Given a singly linked list, determine if it is a palindrome.
Example 1:
Input: 1->2
Output: false
Example 2:
Input: 1->2->2->1
Output: true
Follow up:
Could you do it in O(n) time and O(1) space?
Solutions
two pointers
Fast pointer and slow pointer moves 2 an 1 nodes in each step.
When the fast pointer moves to the end, the first half of the link list is reversed and the slower pointer is right at the middle(if the length is odd) of the link list.
Check if the linked list is a palindrome by moving two linked lists simultaneously.
/**
* Definition for singly-linked list.
* struct ListNode {
* int val;
* ListNode *next;
* ListNode(int x) : val(x), next(NULL) {}
* };
*/
class Solution {
public:
bool isPalindrome(ListNode* head) {
if (!head || !head->next) return true;
ListNode * prev = nullptr, * slow = head, * fast = head;
while (fast && fast->next) {
// move fast
fast = fast->next->next;
// move slow and reverse
ListNode * next = slow->next;
slow->next = prev;
prev = slow;
slow = next;
}
// check if the length is odd
bool odd = fast != nullptr;
ListNode * lhead = prev, * rhead = odd ? slow->next : slow;
prev = slow;
bool ispalin = true;
while (lhead) {
if (lhead->val != rhead->val)
ispalin = false;
// move lhead and reverse
ListNode * next = lhead->next;
lhead->next = prev;
prev = lhead;
lhead = next;
// move rhead
rhead = rhead->next;
}
// if the original list is not required to be preserved, we can:
// while (lhead) {
// if (lhead->val != rhead->val)
// return false;
// lhead = lhead->next;
// rhead = rhead->next;
// }
return ispalin;
}
};
two pass
Loop through the linked list to count the length.

# [ENTRIES PROVIDED]
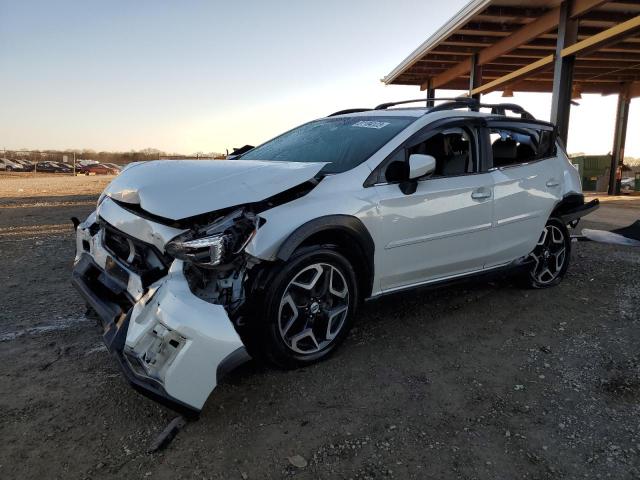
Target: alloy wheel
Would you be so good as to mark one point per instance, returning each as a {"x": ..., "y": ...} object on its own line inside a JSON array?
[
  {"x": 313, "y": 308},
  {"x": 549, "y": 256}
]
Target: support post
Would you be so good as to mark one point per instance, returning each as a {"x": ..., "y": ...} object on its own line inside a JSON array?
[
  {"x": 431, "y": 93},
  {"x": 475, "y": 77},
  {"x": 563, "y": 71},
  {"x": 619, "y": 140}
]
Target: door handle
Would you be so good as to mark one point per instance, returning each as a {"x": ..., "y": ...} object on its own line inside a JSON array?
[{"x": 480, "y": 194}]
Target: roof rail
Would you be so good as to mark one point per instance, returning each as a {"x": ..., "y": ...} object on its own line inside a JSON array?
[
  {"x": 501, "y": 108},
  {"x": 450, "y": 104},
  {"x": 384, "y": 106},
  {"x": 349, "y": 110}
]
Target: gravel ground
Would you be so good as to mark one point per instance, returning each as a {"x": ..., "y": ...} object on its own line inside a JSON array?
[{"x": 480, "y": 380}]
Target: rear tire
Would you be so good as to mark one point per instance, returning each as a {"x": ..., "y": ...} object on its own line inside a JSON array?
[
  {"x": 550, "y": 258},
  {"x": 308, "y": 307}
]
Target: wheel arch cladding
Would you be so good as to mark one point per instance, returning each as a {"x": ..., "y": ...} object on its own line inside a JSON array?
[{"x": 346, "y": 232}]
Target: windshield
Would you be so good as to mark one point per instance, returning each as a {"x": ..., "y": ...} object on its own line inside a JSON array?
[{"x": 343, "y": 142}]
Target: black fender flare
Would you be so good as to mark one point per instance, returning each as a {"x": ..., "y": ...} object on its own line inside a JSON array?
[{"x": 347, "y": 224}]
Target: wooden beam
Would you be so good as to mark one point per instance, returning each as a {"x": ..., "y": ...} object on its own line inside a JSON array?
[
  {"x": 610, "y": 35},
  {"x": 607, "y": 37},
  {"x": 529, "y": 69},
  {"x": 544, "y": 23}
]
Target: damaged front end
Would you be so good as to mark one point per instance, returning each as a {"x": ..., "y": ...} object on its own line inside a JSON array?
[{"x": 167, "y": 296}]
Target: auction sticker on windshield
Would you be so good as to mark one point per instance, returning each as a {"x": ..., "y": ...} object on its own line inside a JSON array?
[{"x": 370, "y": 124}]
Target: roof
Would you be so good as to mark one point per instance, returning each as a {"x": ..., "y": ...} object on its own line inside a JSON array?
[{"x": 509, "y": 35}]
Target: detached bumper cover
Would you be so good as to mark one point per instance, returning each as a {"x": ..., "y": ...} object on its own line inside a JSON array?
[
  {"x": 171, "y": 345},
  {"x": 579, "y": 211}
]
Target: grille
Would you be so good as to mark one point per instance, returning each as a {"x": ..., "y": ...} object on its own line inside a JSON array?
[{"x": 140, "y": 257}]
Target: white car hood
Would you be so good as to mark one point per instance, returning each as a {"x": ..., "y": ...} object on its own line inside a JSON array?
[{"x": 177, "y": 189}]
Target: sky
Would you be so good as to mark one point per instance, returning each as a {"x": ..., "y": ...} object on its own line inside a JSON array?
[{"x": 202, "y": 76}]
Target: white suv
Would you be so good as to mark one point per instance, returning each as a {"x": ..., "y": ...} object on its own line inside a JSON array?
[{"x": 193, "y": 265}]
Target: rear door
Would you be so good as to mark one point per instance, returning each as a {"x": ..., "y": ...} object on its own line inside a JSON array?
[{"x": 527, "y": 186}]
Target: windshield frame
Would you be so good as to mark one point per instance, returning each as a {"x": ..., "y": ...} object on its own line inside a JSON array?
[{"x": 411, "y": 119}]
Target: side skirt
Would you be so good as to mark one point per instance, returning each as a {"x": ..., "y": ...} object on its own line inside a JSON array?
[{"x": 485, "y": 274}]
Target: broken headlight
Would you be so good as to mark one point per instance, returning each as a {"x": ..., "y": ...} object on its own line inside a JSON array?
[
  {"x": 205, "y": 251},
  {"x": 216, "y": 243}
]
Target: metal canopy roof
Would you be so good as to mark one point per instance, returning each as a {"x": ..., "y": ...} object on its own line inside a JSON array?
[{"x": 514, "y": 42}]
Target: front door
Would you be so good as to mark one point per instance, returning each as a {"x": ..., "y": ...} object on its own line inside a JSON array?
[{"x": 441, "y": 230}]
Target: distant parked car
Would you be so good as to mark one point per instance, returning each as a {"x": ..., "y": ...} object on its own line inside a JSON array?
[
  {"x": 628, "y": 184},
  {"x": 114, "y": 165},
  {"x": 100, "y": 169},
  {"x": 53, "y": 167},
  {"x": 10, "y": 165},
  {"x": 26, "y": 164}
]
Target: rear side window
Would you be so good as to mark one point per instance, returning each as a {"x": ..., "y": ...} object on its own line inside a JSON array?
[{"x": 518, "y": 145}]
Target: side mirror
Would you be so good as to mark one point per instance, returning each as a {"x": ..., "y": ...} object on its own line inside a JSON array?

# [COMPLETE THE FOLLOWING]
A. Answer these from the linked-list palindrome page:
(i) What output does Example 1 give for the input 1->2?
(ii) How many nodes do the fast pointer and the slow pointer each move per step?
(iii) What does the two-pass approach do first?
B. According to the linked-list palindrome page, why does the code start the right half at slow->next rather than at slow when the length is odd?
C. Carry on the linked-list palindrome page from its last line, working out the rest of the two-pass approach.

# [EXPECTED RESPONSES]
A.
(i) false
(ii) The fast pointer moves 2 nodes and the slow pointer moves 1 node.
(iii) It loops through the linked list to count the length.

B. When the fast pointer reaches the end, the slow pointer sits right at the middle node if the length is odd. The right half therefore begins at the node after slow.

C.
Then reverse the first half of the link list and the following steps are the same as steps in the first method.
/**
* Definition for singly-linked list.
* struct ListNode {
* int val;
* ListNode *next;
* ListNode(int x) : val(x), next(NULL) {}
* };
*/
class Solution {
public:
bool isPalindrome(ListNode* head) {
if (!head || !head->next) return true;
// count the number of nodes
ListNode * tmp = head;
int len = 1;
while (tmp = tmp->next) len++;
bool odd = len % 2;
len /= 2;
// reverse the first half(n // 2) nodes
ListNode * prev = nullptr;
while (len--) {
tmp = head->next;
head->next = prev;
prev = head;
head = tmp;
}
// prev is the head of left list
// head or head->next is the head of right list
ListNode * lhead = prev, * rhead = odd ? head->next : head;
prev = head;
bool ispalin = true;
while (lhead) {
if (lhead->val != rhead->val)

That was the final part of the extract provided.